Task prompt | Copy the stretch of items from the line containing "Localize the wake" through the line containing "0;0;385;135", substituting "vessel" for every "boat" and leaving everything else unchanged. Return only those lines.

Recorded information |
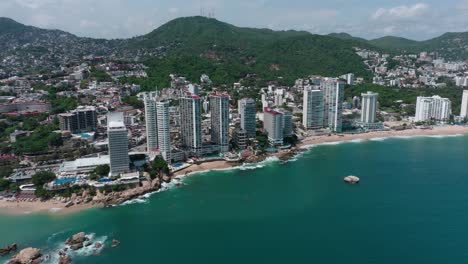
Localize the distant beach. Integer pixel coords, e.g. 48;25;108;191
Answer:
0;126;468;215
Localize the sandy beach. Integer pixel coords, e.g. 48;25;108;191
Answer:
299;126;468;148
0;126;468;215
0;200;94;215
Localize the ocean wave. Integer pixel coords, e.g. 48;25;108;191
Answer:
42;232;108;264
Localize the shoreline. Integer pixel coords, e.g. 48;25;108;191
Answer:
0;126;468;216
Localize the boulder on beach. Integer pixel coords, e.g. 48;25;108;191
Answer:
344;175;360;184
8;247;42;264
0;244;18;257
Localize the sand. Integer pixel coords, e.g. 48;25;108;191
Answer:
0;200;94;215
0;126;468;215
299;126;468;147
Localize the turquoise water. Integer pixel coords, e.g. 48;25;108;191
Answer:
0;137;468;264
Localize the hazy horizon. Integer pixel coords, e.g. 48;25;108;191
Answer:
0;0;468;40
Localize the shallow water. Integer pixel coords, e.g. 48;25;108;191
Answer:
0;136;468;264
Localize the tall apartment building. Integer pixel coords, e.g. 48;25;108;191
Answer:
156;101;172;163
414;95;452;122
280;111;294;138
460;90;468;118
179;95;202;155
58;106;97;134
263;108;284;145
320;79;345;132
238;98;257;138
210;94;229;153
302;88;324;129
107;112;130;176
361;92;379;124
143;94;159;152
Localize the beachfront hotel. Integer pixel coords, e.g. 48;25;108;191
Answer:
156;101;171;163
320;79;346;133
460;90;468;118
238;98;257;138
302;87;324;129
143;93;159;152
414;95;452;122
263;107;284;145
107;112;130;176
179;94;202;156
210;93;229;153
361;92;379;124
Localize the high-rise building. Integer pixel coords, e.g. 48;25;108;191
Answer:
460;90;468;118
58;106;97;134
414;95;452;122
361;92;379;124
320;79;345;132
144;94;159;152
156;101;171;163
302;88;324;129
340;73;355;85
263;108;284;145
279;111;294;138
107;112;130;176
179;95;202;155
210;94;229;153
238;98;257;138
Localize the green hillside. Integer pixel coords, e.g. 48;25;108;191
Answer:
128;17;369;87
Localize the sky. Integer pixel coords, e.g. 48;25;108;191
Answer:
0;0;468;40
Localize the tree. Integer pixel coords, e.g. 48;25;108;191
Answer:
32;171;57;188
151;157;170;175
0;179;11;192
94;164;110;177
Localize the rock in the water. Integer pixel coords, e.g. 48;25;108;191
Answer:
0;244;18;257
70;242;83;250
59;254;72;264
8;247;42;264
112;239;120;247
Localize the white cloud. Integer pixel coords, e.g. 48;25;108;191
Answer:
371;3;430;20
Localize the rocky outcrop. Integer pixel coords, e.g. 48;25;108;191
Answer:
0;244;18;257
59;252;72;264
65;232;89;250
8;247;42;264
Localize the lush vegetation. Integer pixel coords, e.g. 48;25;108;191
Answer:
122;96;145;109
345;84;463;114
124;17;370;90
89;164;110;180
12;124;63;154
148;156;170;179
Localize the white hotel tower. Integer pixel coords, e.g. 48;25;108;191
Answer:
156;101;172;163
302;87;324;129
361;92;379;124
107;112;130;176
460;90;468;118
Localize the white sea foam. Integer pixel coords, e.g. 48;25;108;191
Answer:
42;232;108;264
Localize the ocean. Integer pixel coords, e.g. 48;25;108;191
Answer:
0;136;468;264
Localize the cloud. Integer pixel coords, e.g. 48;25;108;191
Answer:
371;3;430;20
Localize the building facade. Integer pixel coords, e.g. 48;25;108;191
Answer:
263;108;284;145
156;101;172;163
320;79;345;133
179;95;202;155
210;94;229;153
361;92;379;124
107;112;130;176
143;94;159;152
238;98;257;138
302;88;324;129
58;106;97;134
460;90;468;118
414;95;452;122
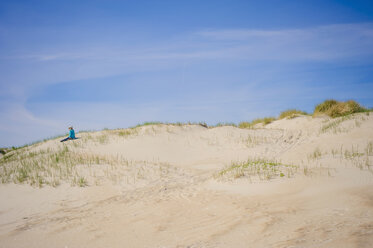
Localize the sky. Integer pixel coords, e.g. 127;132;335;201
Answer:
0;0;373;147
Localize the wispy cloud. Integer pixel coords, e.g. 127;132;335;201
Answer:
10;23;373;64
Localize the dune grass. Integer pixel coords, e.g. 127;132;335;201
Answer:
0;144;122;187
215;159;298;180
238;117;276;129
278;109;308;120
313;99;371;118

...

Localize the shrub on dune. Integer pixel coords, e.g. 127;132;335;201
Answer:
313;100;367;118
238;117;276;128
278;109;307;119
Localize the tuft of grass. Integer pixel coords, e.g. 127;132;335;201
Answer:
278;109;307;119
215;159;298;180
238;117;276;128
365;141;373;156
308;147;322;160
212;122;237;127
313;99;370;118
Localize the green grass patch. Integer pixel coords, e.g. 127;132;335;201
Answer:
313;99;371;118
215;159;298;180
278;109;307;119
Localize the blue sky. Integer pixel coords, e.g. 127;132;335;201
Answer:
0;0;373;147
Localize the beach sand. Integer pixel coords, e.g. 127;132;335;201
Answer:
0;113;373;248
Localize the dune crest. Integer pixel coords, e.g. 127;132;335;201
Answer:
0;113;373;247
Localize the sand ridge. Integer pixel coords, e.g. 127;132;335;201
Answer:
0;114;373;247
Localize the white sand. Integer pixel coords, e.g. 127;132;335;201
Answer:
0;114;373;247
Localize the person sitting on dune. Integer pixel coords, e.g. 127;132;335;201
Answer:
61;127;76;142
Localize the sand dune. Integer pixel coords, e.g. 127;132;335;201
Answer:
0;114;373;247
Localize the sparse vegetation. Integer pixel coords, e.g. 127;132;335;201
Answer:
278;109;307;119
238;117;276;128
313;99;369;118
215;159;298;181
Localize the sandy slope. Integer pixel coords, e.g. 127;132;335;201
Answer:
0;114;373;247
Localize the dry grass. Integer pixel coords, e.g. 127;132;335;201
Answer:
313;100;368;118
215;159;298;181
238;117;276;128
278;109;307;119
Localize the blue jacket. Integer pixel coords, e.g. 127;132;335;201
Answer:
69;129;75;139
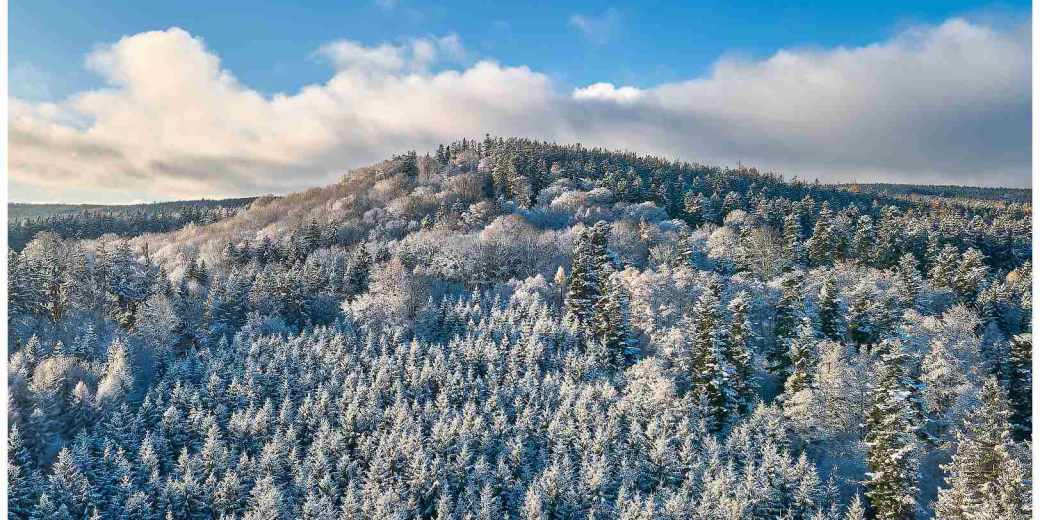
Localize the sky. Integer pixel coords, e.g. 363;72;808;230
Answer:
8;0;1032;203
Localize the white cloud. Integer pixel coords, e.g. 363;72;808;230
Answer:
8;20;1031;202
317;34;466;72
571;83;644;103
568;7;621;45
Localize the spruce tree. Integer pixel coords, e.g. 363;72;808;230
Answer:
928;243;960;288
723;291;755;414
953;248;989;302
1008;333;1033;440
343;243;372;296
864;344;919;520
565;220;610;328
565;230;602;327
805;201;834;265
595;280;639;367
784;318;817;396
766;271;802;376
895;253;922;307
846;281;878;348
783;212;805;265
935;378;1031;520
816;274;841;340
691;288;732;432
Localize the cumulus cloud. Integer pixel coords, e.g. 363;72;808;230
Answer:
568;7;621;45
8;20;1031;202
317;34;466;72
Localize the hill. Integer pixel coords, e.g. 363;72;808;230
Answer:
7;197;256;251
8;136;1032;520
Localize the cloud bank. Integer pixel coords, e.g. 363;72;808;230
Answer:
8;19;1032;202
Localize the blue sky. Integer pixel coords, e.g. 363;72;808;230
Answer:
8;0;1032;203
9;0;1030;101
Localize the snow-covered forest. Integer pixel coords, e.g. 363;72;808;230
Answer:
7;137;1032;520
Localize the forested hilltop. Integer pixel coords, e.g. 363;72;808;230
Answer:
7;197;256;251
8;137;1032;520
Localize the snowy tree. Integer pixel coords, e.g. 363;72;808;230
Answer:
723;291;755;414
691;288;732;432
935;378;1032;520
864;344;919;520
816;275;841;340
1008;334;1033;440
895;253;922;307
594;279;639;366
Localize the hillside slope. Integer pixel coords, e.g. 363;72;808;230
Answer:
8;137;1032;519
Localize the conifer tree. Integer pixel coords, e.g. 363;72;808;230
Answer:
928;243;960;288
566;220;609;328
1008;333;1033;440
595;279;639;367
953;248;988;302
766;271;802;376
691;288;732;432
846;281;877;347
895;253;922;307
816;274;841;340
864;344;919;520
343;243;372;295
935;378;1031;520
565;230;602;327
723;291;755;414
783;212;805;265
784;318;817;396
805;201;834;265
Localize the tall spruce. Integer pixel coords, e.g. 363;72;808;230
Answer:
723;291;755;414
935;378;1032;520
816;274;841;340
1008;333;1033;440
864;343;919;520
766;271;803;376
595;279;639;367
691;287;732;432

--

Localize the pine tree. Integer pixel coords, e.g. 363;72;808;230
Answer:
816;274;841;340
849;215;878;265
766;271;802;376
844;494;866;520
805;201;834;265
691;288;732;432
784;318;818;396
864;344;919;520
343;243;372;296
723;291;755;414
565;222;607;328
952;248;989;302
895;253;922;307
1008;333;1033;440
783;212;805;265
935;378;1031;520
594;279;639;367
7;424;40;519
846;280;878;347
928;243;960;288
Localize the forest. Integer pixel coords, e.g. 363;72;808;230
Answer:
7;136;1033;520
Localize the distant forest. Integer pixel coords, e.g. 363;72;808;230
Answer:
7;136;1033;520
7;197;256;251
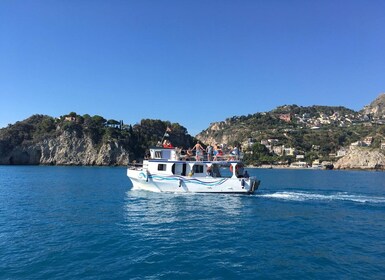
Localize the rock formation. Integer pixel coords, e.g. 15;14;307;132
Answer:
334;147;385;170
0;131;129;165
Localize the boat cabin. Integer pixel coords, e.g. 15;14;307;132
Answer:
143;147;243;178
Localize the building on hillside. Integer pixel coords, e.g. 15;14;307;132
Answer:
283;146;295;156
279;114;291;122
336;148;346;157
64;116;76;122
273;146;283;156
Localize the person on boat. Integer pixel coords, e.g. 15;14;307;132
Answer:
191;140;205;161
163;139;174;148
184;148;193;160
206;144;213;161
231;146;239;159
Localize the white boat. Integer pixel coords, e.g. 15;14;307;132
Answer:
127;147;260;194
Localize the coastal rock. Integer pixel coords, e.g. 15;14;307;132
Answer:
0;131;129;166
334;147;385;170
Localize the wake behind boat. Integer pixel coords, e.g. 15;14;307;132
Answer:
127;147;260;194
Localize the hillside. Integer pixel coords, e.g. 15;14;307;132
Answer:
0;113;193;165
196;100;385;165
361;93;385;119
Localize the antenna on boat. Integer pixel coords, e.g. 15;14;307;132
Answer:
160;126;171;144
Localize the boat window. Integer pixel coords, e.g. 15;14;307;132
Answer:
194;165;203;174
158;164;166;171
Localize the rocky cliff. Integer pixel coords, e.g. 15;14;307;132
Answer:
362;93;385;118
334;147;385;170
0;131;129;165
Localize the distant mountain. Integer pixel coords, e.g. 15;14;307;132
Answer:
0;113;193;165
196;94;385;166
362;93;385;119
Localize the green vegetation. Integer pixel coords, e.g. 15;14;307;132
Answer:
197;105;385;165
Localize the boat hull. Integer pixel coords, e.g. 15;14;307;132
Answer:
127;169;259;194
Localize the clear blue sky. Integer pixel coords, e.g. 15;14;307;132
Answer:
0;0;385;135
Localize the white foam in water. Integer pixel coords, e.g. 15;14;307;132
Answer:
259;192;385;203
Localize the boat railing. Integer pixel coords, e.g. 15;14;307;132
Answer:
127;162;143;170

Correct response |
Localize the wake behind vessel. Integer pixel coords, e.g. 15;14;307;132
Answer:
127;147;260;194
Localize the hillside. Integer pixel coords, e.g. 15;14;307;132
Answer:
0;113;193;165
196;100;385;165
361;93;385;119
Localize the antenna on vessel. Integer pixel coords, e.g. 15;14;307;132
Answer:
160;126;171;144
Localize the vessel window. Integer pixel coords, e.g. 15;14;307;132
Answer:
194;165;203;174
158;164;166;171
Localize the rocky cliff. Integer pixel coords, e.g. 15;14;307;132
Answer:
362;93;385;118
334;147;385;170
0;131;129;165
Localize the distant mountain. Integer pixel coords, e.g. 15;14;307;132
Answer:
0;113;193;165
196;94;385;166
362;93;385;119
Localize the green vegetation. Integer pixel coords, e.g. 15;14;307;132
Answer:
197;105;385;165
Localize the vessel hull. Integer pixel coords, e.g. 15;14;307;132
Answer:
127;169;259;194
Localize the clear blue sky. Integer pixel coords, e.g. 15;14;307;132
Answer:
0;0;385;135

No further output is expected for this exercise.